Quoted text:
☆ ☆ ☆ ☆
As a high-school survivor of this form and now a teacher occasionally receiving it from students trying their best, I have to say I hate this abomination. I hate it so much, I decided to be naughty and condemn the five-paragraph essay in a five-paragraph essay. Here you go. Enjoy. Or not.]
From the dawn of time, or at least the dawn of the modern high school, the five-paragraph essay has been utilized in high school classrooms. Despite this long tradition, the five-paragraph essay is fatally flawed. It cheapens a student’s thesis, essay flow and structure, and voice.
First, the five-paragraph essay constricts an argument beyond usefulness or interest. In principle it reminds one of a three-partitioned dinner plate. The primary virtue of such dinner plates is that they are conveniently discarded after only one use, much like the essays themselves. The secondary virtue is to keep different foods from touching each other, like the three-body paragraphs. However, when eating from a partitioned plate, a diner might have a bite of burger, then a spoonful of baked beans, then back to the burger, and then the macaroni salad. The palate satisfies its complex needs for texture, taste, choice, and proportion. Not so for the consumers of the five-paragraph essay, who must move through Point 1, then Point 2, and then Point 3. No exceptions. It is arbitrary force-feeding to the point of indigestion. After the body paragraphs, and if readers have not already expired, they may read the Conclusion, which is actually a summary of the Introduction. There is no sense of building one’s argument or of proportion.
☆ ☆ ☆ ☆
Extracted records:
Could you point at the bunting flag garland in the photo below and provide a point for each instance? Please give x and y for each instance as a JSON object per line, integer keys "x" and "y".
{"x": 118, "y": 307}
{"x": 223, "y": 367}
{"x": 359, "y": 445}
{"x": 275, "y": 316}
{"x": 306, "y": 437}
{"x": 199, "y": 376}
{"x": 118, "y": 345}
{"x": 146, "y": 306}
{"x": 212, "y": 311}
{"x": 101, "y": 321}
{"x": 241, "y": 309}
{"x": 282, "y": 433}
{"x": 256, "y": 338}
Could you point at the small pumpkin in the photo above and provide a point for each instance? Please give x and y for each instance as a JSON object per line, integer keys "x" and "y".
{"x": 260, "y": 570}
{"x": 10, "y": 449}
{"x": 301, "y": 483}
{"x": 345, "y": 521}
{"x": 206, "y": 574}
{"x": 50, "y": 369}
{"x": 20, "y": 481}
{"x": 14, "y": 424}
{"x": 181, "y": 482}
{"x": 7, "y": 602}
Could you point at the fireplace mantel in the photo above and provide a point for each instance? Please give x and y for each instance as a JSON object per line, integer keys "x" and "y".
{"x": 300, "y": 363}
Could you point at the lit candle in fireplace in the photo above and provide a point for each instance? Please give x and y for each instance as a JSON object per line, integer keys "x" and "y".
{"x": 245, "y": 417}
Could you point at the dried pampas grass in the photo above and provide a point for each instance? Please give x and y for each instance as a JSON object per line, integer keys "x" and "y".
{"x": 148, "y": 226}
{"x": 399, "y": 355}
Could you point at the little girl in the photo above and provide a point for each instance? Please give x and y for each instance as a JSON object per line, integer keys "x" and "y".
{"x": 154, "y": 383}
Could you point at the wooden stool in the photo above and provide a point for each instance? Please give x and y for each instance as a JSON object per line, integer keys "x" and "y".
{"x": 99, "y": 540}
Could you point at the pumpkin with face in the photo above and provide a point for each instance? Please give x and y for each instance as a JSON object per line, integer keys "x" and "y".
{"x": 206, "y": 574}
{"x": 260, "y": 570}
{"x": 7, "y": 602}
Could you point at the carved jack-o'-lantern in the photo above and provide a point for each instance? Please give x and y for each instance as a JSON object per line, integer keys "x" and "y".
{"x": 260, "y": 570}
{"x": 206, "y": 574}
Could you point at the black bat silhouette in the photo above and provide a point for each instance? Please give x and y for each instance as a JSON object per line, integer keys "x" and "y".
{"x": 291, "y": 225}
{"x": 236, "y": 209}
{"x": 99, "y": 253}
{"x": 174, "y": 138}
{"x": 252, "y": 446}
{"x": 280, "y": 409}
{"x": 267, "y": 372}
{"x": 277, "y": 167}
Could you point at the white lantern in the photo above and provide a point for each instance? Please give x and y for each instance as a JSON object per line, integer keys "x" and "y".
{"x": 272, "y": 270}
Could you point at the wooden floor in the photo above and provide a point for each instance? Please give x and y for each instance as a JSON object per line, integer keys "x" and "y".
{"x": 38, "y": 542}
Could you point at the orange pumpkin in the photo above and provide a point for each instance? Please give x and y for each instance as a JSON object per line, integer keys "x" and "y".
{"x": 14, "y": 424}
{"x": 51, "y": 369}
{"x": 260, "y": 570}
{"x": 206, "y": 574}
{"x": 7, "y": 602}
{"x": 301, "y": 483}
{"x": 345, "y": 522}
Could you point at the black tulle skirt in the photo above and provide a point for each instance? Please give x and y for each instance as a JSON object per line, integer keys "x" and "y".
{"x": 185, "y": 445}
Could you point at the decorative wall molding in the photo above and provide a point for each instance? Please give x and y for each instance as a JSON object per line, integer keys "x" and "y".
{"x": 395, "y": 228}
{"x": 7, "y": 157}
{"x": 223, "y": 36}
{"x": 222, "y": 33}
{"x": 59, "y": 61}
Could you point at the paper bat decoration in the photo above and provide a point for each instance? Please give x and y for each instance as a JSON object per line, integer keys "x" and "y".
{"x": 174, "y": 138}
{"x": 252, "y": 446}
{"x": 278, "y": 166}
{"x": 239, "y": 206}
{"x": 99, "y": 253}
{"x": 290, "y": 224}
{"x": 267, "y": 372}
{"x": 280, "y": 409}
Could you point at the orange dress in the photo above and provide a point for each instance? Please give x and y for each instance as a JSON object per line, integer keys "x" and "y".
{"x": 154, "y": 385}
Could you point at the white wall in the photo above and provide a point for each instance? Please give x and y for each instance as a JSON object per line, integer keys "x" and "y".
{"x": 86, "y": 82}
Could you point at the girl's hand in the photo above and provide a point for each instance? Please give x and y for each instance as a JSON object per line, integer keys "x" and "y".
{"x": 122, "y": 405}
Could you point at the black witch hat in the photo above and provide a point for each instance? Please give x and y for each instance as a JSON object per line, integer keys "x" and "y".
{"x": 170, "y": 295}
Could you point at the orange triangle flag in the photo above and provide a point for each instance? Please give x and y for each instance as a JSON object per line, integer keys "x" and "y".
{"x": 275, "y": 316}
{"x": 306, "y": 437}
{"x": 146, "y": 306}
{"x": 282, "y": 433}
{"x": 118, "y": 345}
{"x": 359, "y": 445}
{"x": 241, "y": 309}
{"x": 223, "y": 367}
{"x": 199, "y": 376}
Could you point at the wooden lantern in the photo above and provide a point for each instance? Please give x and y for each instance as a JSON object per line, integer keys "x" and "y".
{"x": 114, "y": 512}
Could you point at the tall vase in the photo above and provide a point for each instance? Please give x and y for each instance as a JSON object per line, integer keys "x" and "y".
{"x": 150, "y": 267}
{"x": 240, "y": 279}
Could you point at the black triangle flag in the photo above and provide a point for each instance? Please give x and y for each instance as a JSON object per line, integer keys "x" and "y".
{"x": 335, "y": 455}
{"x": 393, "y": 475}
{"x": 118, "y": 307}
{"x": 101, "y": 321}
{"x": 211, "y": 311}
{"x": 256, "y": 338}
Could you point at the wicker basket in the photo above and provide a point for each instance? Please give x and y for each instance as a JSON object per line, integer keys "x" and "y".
☆ ☆ ☆ ☆
Parts of the exercise:
1. In the essay criticizing the five-paragraph essay, what is the primary virtue of three-partitioned dinner plates?
2. Carry on the essay criticizing the five-paragraph essay, picking up after its final sentence.

Results for each task:
1. They are conveniently discarded after only one use.

2.
Second, critical thinking skills and the organization of the essay’s flow are impaired when a form must be plugged and filled with rows of stunted seeds that will never germinate. If we return to the partitioned-plate analogy, foods are separated, but in food, there is a play in blending flavors, pairing them so that the sum is greater than the individual parts. Also, there is typically dessert. Most people like dessert and anticipate it eagerly. In the five-paragraph essay there is no anticipation, only homogeneity, tedium, and death. Each bite is not food for thought but another dose of the same. It is like Miss Trunchbull in the Roald Dahl novel, forcing the little boy to eat chocolate cake until he bursts—with the exception that no one on this planet would mistake the five-paragraph essay for chocolate cake. I only reference the scene’s reluctant, miserable consumption past all joy or desire.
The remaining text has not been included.